- DATA PROVIDED
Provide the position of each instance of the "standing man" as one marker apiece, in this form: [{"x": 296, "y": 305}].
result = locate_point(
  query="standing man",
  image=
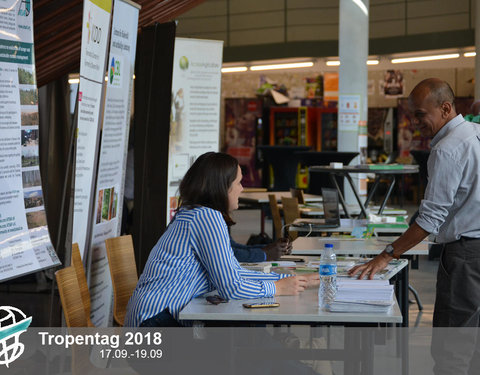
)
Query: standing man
[{"x": 450, "y": 210}]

- ACTIVITY
With the pictures omitted, reproduce the records in full and exactly.

- TASK ANSWER
Provide the position of each instance of the "standing man" as one marker apiece, in this form: [{"x": 296, "y": 305}].
result = locate_point(
  query="standing man",
  image=
)
Query: standing man
[{"x": 450, "y": 210}]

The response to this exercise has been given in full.